*Objective:*
Rewrite the stretch from the start of the lines through the line containing "185 64 L 184", putting "gilded dome" wherever "golden dome" appears and keeping everything else unchanged. Omit the pictures from your answer.

*Material shown:*
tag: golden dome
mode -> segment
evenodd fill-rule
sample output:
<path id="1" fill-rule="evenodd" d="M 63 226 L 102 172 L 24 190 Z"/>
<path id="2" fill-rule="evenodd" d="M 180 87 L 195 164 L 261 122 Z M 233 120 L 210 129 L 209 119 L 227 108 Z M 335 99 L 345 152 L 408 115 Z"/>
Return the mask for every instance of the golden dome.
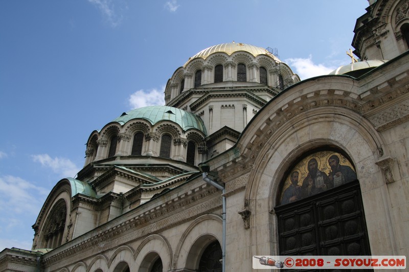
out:
<path id="1" fill-rule="evenodd" d="M 185 64 L 184 66 L 186 67 L 186 65 L 191 60 L 194 60 L 196 58 L 201 58 L 206 60 L 208 57 L 213 53 L 224 53 L 230 56 L 234 53 L 238 51 L 245 51 L 251 54 L 254 57 L 257 57 L 259 55 L 267 55 L 274 58 L 276 61 L 280 61 L 277 57 L 273 56 L 266 49 L 246 43 L 233 42 L 230 43 L 217 44 L 217 45 L 213 45 L 204 49 L 191 58 L 189 58 L 189 60 Z"/>

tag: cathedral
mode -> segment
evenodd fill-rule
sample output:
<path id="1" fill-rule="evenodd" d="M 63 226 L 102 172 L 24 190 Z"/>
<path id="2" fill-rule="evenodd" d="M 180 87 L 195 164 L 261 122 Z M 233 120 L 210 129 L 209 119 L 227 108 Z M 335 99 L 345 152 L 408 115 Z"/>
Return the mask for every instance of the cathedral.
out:
<path id="1" fill-rule="evenodd" d="M 369 0 L 351 63 L 301 81 L 274 48 L 189 58 L 118 113 L 0 271 L 252 271 L 254 256 L 409 256 L 409 1 Z M 353 54 L 358 57 L 354 58 Z"/>

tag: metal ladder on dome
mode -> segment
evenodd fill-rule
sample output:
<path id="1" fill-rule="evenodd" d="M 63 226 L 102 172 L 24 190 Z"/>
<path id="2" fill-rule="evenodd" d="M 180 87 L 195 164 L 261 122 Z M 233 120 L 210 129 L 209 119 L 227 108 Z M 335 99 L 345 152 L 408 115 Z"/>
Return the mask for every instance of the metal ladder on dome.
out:
<path id="1" fill-rule="evenodd" d="M 272 57 L 274 56 L 278 59 L 280 59 L 280 57 L 278 55 L 278 50 L 277 48 L 268 47 L 266 48 L 265 51 L 267 54 L 270 57 Z M 276 86 L 280 90 L 282 90 L 284 88 L 284 86 L 283 86 L 283 83 L 281 82 L 281 81 L 280 80 L 280 76 L 281 74 L 280 70 L 280 61 L 276 61 Z"/>

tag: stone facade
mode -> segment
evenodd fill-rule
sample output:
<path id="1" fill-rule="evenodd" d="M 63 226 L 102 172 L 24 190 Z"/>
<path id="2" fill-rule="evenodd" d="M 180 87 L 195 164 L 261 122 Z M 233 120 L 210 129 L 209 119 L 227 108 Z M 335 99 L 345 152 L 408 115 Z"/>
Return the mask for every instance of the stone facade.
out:
<path id="1" fill-rule="evenodd" d="M 250 271 L 253 256 L 284 252 L 408 256 L 409 53 L 407 44 L 391 35 L 409 21 L 406 2 L 370 2 L 358 19 L 357 55 L 380 57 L 367 40 L 383 28 L 376 39 L 391 59 L 358 77 L 325 76 L 282 91 L 278 65 L 285 79 L 296 83 L 298 76 L 259 47 L 198 53 L 176 70 L 165 95 L 167 106 L 198 116 L 206 129 L 139 118 L 94 132 L 78 179 L 57 183 L 44 203 L 33 248 L 2 251 L 0 270 L 187 272 L 206 270 L 209 263 L 221 269 L 209 256 L 221 256 L 222 194 L 203 181 L 198 163 L 187 161 L 185 143 L 192 139 L 196 161 L 205 161 L 209 176 L 225 188 L 226 270 Z M 247 82 L 237 81 L 240 63 Z M 222 82 L 214 82 L 217 65 Z M 274 84 L 261 83 L 261 67 Z M 202 83 L 195 87 L 198 69 Z M 165 127 L 173 140 L 169 158 L 159 156 Z M 144 133 L 143 152 L 131 155 L 138 131 Z M 116 134 L 120 144 L 110 157 Z M 318 169 L 330 176 L 320 152 L 342 155 L 356 178 L 282 204 L 293 169 L 303 179 L 310 175 L 309 163 L 307 168 L 300 162 L 316 157 Z M 322 214 L 304 216 L 313 206 Z M 55 214 L 64 219 L 51 220 Z"/>

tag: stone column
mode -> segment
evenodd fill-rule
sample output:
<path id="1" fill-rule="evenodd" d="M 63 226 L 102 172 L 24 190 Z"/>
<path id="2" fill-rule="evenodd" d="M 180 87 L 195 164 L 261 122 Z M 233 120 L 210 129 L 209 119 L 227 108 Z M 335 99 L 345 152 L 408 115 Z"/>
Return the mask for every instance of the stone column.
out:
<path id="1" fill-rule="evenodd" d="M 130 140 L 131 135 L 128 133 L 120 133 L 118 135 L 118 142 L 119 146 L 118 147 L 118 151 L 117 152 L 116 156 L 126 156 L 129 155 L 129 151 L 130 150 L 129 147 L 129 140 Z"/>
<path id="2" fill-rule="evenodd" d="M 146 148 L 146 156 L 155 156 L 157 154 L 156 152 L 155 143 L 159 141 L 159 137 L 154 132 L 149 132 L 145 136 L 145 140 L 148 141 L 148 146 Z"/>
<path id="3" fill-rule="evenodd" d="M 101 139 L 97 141 L 98 147 L 97 149 L 97 156 L 95 160 L 102 160 L 106 157 L 106 147 L 108 146 L 108 140 Z"/>
<path id="4" fill-rule="evenodd" d="M 224 67 L 227 67 L 227 78 L 226 78 L 225 81 L 233 80 L 233 70 L 236 67 L 236 64 L 232 61 L 229 61 L 226 62 Z"/>

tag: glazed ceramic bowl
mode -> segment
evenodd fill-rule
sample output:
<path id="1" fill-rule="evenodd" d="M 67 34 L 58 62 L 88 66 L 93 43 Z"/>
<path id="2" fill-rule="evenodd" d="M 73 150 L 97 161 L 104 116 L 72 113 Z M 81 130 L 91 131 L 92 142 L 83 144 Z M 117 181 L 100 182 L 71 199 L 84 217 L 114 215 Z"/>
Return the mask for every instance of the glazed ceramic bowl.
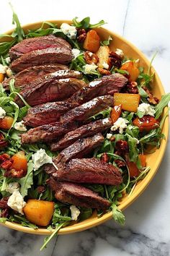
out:
<path id="1" fill-rule="evenodd" d="M 71 23 L 70 21 L 67 20 L 52 20 L 50 22 L 58 24 L 61 25 L 63 22 Z M 41 26 L 42 22 L 36 22 L 30 25 L 27 25 L 23 26 L 24 31 L 27 31 L 28 29 L 37 29 Z M 147 70 L 149 66 L 149 61 L 146 58 L 146 56 L 142 54 L 140 51 L 139 51 L 135 46 L 134 46 L 131 43 L 128 42 L 127 40 L 114 33 L 112 31 L 109 31 L 104 28 L 97 28 L 97 33 L 101 37 L 101 39 L 106 40 L 108 38 L 108 36 L 110 35 L 114 39 L 111 42 L 110 48 L 114 50 L 117 48 L 122 49 L 125 55 L 133 59 L 140 59 L 140 66 L 143 67 L 145 70 Z M 7 33 L 10 34 L 12 31 L 9 31 Z M 8 38 L 5 38 L 9 40 Z M 3 41 L 1 40 L 0 41 Z M 163 85 L 161 82 L 154 69 L 151 68 L 151 72 L 155 73 L 154 80 L 153 81 L 153 94 L 158 98 L 161 98 L 161 95 L 165 94 Z M 167 110 L 164 110 L 165 112 Z M 122 201 L 120 203 L 119 208 L 122 210 L 125 210 L 128 206 L 129 206 L 134 200 L 135 200 L 144 191 L 144 189 L 149 184 L 153 177 L 156 174 L 163 158 L 163 156 L 165 153 L 166 145 L 167 142 L 167 137 L 168 137 L 168 131 L 169 131 L 169 119 L 166 118 L 164 122 L 164 125 L 163 127 L 163 133 L 165 135 L 166 140 L 163 140 L 161 142 L 161 147 L 158 150 L 156 150 L 152 154 L 147 155 L 147 166 L 151 166 L 151 171 L 148 172 L 147 176 L 142 181 L 140 181 L 138 184 L 136 185 L 135 189 L 133 190 L 132 195 L 130 196 L 125 196 L 122 198 Z M 160 170 L 161 171 L 161 170 Z M 95 226 L 99 225 L 104 221 L 112 218 L 112 213 L 107 213 L 98 218 L 96 213 L 94 212 L 93 215 L 86 219 L 80 223 L 74 223 L 71 226 L 63 228 L 60 230 L 59 234 L 66 234 L 69 233 L 79 232 L 85 229 L 90 229 Z M 20 231 L 30 233 L 34 234 L 42 234 L 42 235 L 49 235 L 51 231 L 49 231 L 46 229 L 32 229 L 27 227 L 24 227 L 19 224 L 11 223 L 6 221 L 5 223 L 2 224 L 6 227 L 16 229 Z"/>

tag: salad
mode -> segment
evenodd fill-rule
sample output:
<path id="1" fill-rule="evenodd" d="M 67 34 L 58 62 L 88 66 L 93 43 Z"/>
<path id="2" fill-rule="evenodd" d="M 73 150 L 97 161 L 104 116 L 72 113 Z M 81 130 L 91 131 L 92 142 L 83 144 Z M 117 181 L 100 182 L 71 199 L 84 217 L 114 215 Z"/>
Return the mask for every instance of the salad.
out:
<path id="1" fill-rule="evenodd" d="M 150 171 L 170 94 L 153 95 L 152 61 L 146 72 L 112 50 L 111 36 L 101 40 L 103 20 L 45 22 L 26 33 L 14 12 L 13 23 L 0 35 L 0 221 L 53 231 L 41 249 L 94 210 L 123 225 L 117 205 Z M 47 90 L 54 83 L 60 93 Z"/>

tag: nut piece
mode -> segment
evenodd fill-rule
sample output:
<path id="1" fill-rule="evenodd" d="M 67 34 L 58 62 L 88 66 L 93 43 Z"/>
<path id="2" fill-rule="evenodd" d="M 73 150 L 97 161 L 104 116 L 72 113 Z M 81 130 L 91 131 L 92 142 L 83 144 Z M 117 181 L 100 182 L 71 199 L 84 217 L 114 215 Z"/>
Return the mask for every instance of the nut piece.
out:
<path id="1" fill-rule="evenodd" d="M 93 54 L 89 51 L 85 51 L 84 54 L 84 58 L 86 62 L 89 64 L 91 64 L 92 63 L 97 64 L 99 62 L 99 58 L 97 54 Z"/>

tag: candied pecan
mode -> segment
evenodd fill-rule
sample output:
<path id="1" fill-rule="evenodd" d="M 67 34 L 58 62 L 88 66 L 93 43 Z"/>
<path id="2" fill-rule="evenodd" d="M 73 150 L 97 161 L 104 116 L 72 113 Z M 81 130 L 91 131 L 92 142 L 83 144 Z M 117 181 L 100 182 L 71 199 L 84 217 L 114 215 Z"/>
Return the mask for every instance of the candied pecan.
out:
<path id="1" fill-rule="evenodd" d="M 125 163 L 123 161 L 120 159 L 116 159 L 115 162 L 116 163 L 116 164 L 119 168 L 122 168 L 126 166 Z"/>
<path id="2" fill-rule="evenodd" d="M 9 197 L 4 197 L 0 200 L 0 208 L 1 209 L 6 209 L 9 208 L 9 206 L 7 205 Z"/>
<path id="3" fill-rule="evenodd" d="M 86 51 L 84 53 L 84 58 L 86 62 L 89 64 L 91 64 L 92 63 L 97 64 L 99 62 L 99 57 L 97 54 L 93 54 L 89 51 Z"/>
<path id="4" fill-rule="evenodd" d="M 117 54 L 115 51 L 112 51 L 109 52 L 108 64 L 109 66 L 109 69 L 112 67 L 112 66 L 116 67 L 120 67 L 121 66 L 121 58 Z"/>
<path id="5" fill-rule="evenodd" d="M 5 208 L 5 209 L 2 210 L 2 211 L 1 211 L 1 213 L 0 214 L 0 217 L 1 218 L 8 218 L 9 215 L 9 209 L 8 208 Z"/>
<path id="6" fill-rule="evenodd" d="M 127 141 L 120 140 L 116 142 L 115 154 L 119 155 L 125 155 L 129 151 L 129 147 Z"/>
<path id="7" fill-rule="evenodd" d="M 104 153 L 102 155 L 100 158 L 100 160 L 103 163 L 108 163 L 109 161 L 109 155 L 107 155 L 107 153 Z"/>
<path id="8" fill-rule="evenodd" d="M 24 170 L 17 171 L 15 169 L 6 170 L 4 174 L 5 177 L 22 178 L 27 174 Z"/>
<path id="9" fill-rule="evenodd" d="M 101 67 L 99 67 L 98 70 L 99 70 L 99 72 L 103 75 L 111 74 L 111 72 L 109 70 L 102 69 Z"/>
<path id="10" fill-rule="evenodd" d="M 86 31 L 84 28 L 77 28 L 77 40 L 79 43 L 84 41 L 86 37 Z"/>
<path id="11" fill-rule="evenodd" d="M 148 95 L 148 98 L 147 98 L 148 102 L 153 105 L 158 104 L 159 103 L 159 100 L 156 96 L 150 92 L 150 90 L 146 87 L 143 87 L 143 89 L 145 90 L 146 93 Z"/>
<path id="12" fill-rule="evenodd" d="M 43 192 L 45 192 L 45 187 L 44 186 L 38 186 L 37 187 L 37 192 L 39 194 L 42 193 Z"/>

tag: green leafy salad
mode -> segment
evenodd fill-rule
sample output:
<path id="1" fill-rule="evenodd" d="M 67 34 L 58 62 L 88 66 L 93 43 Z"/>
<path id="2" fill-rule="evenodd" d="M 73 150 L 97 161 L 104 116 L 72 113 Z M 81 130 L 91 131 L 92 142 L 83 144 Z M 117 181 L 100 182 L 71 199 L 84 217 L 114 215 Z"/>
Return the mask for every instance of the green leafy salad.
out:
<path id="1" fill-rule="evenodd" d="M 125 196 L 133 194 L 138 182 L 150 171 L 146 155 L 159 148 L 161 140 L 165 139 L 161 130 L 168 114 L 162 118 L 162 114 L 170 93 L 158 99 L 151 93 L 152 61 L 146 71 L 140 66 L 140 59 L 125 56 L 122 49 L 112 50 L 114 38 L 100 39 L 95 28 L 105 24 L 103 20 L 92 25 L 89 17 L 81 21 L 76 17 L 71 25 L 63 23 L 61 26 L 45 22 L 40 27 L 25 33 L 13 12 L 13 24 L 16 27 L 12 35 L 0 35 L 3 38 L 0 43 L 0 222 L 8 221 L 35 229 L 45 226 L 52 233 L 45 239 L 42 249 L 61 228 L 87 219 L 94 210 L 98 218 L 106 212 L 57 200 L 46 183 L 49 175 L 44 164 L 51 163 L 58 168 L 53 158 L 60 152 L 52 152 L 49 144 L 43 141 L 22 143 L 22 135 L 30 129 L 23 119 L 31 106 L 20 94 L 22 88 L 15 86 L 16 74 L 11 68 L 9 51 L 24 39 L 53 34 L 71 44 L 74 57 L 69 69 L 82 73 L 82 80 L 86 84 L 117 73 L 127 79 L 126 85 L 113 95 L 114 106 L 88 118 L 88 122 L 106 118 L 112 120 L 112 127 L 102 132 L 102 146 L 95 148 L 90 156 L 114 166 L 120 172 L 122 182 L 83 185 L 107 200 L 110 207 L 107 211 L 112 212 L 117 223 L 125 224 L 125 218 L 117 206 Z M 9 81 L 7 90 L 4 87 L 6 81 Z M 22 106 L 16 98 L 20 98 Z M 41 159 L 37 158 L 37 155 Z M 35 210 L 35 204 L 39 207 L 37 201 L 40 208 Z M 40 219 L 38 210 L 43 213 L 44 221 Z"/>

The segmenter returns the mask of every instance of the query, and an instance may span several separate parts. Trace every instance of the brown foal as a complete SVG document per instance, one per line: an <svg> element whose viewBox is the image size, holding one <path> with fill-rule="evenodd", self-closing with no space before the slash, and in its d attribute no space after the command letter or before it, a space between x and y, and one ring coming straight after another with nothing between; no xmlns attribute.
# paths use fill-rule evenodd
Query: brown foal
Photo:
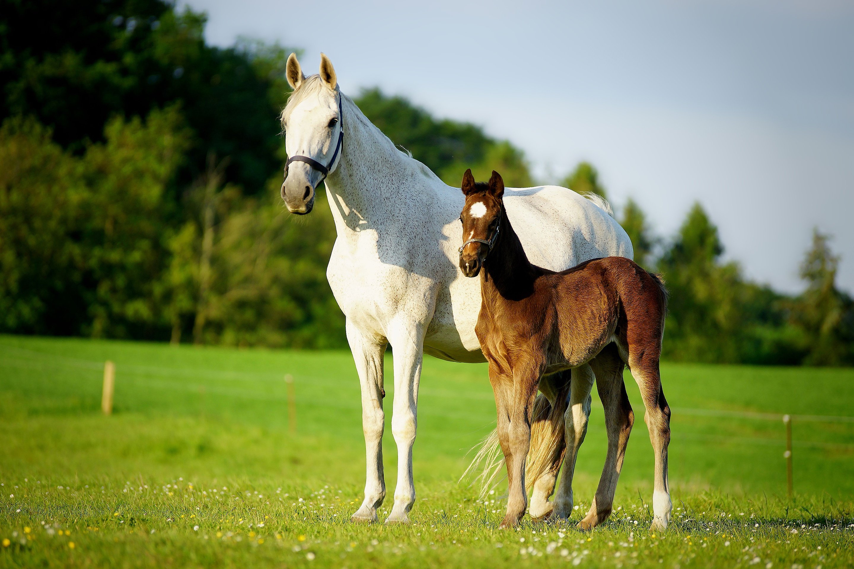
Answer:
<svg viewBox="0 0 854 569"><path fill-rule="evenodd" d="M501 526L517 525L528 505L525 459L541 379L586 363L605 409L609 449L596 497L579 526L591 529L608 517L634 421L623 384L625 363L640 388L655 452L652 529L664 530L672 508L667 480L670 409L658 372L667 306L664 283L622 257L587 261L559 273L531 264L505 212L501 177L493 171L488 183L475 183L466 171L462 190L459 268L466 276L481 276L483 301L475 331L489 363L507 467L507 511ZM576 450L581 441L573 430L573 401L589 401L592 381L578 381L584 393L576 396L575 374L571 380L565 440L568 448L575 440ZM566 518L571 511L574 466L573 453L566 457L553 519Z"/></svg>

*Reply:*
tag: gilded dome
mode -> segment
evenodd fill-rule
sample output:
<path id="1" fill-rule="evenodd" d="M 63 226 L 102 172 L 24 190 Z"/>
<path id="2" fill-rule="evenodd" d="M 180 87 L 195 164 L 261 122 Z M 233 120 L 210 129 L 209 119 L 227 108 Z M 335 99 L 345 152 L 408 115 Z"/>
Return the mask for every instance of the gilded dome.
out:
<path id="1" fill-rule="evenodd" d="M 185 64 L 184 66 L 186 67 L 186 65 L 191 60 L 194 60 L 196 58 L 201 58 L 206 60 L 208 57 L 213 53 L 224 53 L 230 56 L 234 53 L 238 51 L 245 51 L 251 54 L 254 57 L 257 57 L 259 55 L 267 55 L 274 58 L 276 61 L 280 61 L 277 57 L 273 56 L 266 49 L 246 43 L 233 42 L 230 43 L 217 44 L 217 45 L 213 45 L 204 49 L 191 58 L 189 58 L 189 60 Z"/>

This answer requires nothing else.